» **The problem**
Transcribe the lines below verbatim, skipping the images.

#### Entries shown ####

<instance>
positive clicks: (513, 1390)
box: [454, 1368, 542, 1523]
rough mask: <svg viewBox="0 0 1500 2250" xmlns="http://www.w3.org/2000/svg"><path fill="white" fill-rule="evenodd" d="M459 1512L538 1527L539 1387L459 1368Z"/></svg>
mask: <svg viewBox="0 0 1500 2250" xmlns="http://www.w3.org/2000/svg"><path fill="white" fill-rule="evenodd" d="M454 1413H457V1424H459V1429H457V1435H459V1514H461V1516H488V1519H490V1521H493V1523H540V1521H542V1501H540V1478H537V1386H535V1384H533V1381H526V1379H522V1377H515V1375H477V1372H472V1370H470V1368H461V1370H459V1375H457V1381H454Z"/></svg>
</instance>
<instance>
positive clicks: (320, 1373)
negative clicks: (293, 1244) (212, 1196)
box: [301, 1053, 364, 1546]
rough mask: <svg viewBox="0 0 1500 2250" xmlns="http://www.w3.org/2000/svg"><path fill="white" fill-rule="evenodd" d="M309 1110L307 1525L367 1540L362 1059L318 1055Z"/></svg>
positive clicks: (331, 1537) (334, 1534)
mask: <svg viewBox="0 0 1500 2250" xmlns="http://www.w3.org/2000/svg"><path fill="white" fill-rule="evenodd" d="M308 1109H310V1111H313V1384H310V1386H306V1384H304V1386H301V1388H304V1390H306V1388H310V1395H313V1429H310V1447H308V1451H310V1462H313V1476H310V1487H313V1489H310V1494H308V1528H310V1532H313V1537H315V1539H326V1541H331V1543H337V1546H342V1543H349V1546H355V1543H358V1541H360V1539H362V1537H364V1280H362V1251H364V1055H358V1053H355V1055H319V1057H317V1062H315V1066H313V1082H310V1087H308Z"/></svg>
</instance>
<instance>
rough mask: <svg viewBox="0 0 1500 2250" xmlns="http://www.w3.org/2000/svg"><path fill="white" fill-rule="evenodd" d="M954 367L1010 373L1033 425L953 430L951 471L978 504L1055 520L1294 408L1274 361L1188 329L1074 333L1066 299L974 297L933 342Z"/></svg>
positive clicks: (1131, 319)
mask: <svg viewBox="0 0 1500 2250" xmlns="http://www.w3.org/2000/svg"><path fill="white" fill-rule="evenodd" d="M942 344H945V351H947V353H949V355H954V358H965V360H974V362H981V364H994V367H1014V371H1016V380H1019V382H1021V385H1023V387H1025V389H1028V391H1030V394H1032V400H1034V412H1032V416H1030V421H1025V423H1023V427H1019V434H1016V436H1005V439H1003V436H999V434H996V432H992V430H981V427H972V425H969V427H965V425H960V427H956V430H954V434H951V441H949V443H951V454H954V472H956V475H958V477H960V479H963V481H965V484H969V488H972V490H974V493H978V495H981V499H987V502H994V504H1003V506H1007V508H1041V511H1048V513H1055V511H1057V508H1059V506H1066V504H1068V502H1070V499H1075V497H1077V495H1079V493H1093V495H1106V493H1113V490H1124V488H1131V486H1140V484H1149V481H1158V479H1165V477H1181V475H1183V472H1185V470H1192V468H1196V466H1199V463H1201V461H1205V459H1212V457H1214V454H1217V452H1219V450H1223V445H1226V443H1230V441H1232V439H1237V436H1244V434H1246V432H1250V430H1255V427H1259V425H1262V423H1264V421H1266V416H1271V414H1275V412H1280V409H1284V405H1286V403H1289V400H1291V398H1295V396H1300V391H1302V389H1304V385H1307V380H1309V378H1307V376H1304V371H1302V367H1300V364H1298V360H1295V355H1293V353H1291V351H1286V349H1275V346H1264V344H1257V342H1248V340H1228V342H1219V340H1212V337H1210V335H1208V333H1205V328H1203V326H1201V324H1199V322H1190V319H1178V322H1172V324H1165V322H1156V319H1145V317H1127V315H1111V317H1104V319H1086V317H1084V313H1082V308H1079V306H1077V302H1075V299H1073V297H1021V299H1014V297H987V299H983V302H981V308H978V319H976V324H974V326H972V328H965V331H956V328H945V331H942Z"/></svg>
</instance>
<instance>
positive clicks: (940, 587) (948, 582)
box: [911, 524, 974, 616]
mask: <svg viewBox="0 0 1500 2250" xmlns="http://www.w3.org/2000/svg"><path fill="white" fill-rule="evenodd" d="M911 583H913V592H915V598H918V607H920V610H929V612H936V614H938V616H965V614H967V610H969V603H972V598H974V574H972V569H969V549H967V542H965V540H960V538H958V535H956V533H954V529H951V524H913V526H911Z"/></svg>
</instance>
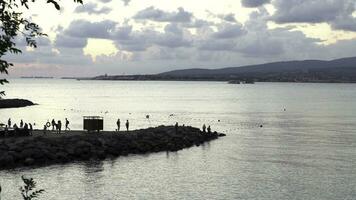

####

» **Task answer**
<instance>
positive clicks: (513, 1390)
box: [454, 1368, 542, 1523]
rough mask: <svg viewBox="0 0 1500 2250" xmlns="http://www.w3.org/2000/svg"><path fill="white" fill-rule="evenodd" d="M459 1512L538 1527L539 1387L459 1368Z"/></svg>
mask: <svg viewBox="0 0 1500 2250" xmlns="http://www.w3.org/2000/svg"><path fill="white" fill-rule="evenodd" d="M454 1413H457V1424H459V1429H457V1435H459V1514H461V1516H488V1519H490V1521H493V1523H540V1521H542V1501H540V1478H537V1386H535V1384H533V1381H526V1379H522V1377H515V1375H477V1372H472V1370H470V1368H461V1370H459V1375H457V1381H454Z"/></svg>
</instance>
<instance>
positive clicks: (320, 1373)
negative clicks: (293, 1244) (212, 1196)
box: [301, 1053, 364, 1546]
rough mask: <svg viewBox="0 0 1500 2250" xmlns="http://www.w3.org/2000/svg"><path fill="white" fill-rule="evenodd" d="M309 1110L307 1525L367 1540L362 1059L318 1055Z"/></svg>
positive clicks: (331, 1537) (334, 1534)
mask: <svg viewBox="0 0 1500 2250" xmlns="http://www.w3.org/2000/svg"><path fill="white" fill-rule="evenodd" d="M308 1109H310V1111H313V1384H310V1386H306V1384H304V1386H301V1388H304V1390H306V1388H310V1395H313V1429H310V1447H308V1451H310V1462H313V1476H310V1487H313V1489H310V1494H308V1528H310V1532H313V1537H315V1539H326V1541H331V1543H337V1546H342V1543H349V1546H355V1543H358V1541H360V1539H362V1537H364V1280H362V1251H364V1055H358V1053H355V1055H319V1057H317V1062H315V1066H313V1082H310V1087H308Z"/></svg>
</instance>
<instance>
rough mask: <svg viewBox="0 0 1500 2250" xmlns="http://www.w3.org/2000/svg"><path fill="white" fill-rule="evenodd" d="M954 367L1010 373L1033 425L953 430L951 471L978 504L1055 520L1294 408L1274 361L1188 329L1074 333L1066 299L974 297L933 342Z"/></svg>
positive clicks: (1131, 319)
mask: <svg viewBox="0 0 1500 2250" xmlns="http://www.w3.org/2000/svg"><path fill="white" fill-rule="evenodd" d="M942 344H945V351H947V353H949V355H954V358H965V360H974V362H981V364H994V367H1014V371H1016V380H1019V382H1021V385H1023V387H1025V389H1028V391H1030V394H1032V400H1034V412H1032V416H1030V421H1025V423H1023V427H1019V434H1016V436H1005V439H1003V436H999V434H996V432H992V430H981V427H972V425H969V427H965V425H960V427H956V430H954V434H951V441H949V443H951V454H954V472H956V475H958V477H960V479H963V481H965V484H969V488H972V490H974V493H978V495H981V499H987V502H994V504H1003V506H1007V508H1041V511H1048V513H1055V511H1057V508H1059V506H1066V504H1068V502H1070V499H1075V497H1077V495H1079V493H1093V495H1106V493H1113V490H1124V488H1131V486H1140V484H1149V481H1158V479H1165V477H1181V475H1183V472H1185V470H1192V468H1196V466H1199V463H1201V461H1205V459H1212V457H1214V454H1217V452H1219V450H1223V445H1226V443H1230V441H1232V439H1237V436H1244V434H1246V432H1250V430H1255V427H1259V425H1262V423H1264V421H1266V416H1271V414H1275V412H1280V409H1284V405H1286V403H1289V400H1291V398H1295V396H1300V391H1302V389H1304V385H1307V380H1309V378H1307V376H1304V371H1302V367H1300V364H1298V360H1295V355H1293V353H1291V351H1286V349H1275V346H1264V344H1257V342H1248V340H1228V342H1219V340H1212V337H1210V335H1208V333H1205V328H1203V326H1201V324H1199V322H1190V319H1178V322H1172V324H1165V322H1156V319H1145V317H1127V315H1111V317H1104V319H1086V317H1084V313H1082V308H1079V306H1077V302H1075V299H1073V297H1021V299H1014V297H987V299H983V302H981V308H978V319H976V324H974V326H972V328H965V331H956V328H945V331H942Z"/></svg>
</instance>
<instance>
positive clicks: (940, 587) (948, 582)
box: [911, 524, 974, 616]
mask: <svg viewBox="0 0 1500 2250" xmlns="http://www.w3.org/2000/svg"><path fill="white" fill-rule="evenodd" d="M911 583H913V592H915V598H918V607H920V610H929V612H936V614H938V616H965V614H967V610H969V603H972V598H974V574H972V569H969V549H967V542H965V540H960V538H958V535H956V533H954V529H951V524H913V526H911Z"/></svg>
</instance>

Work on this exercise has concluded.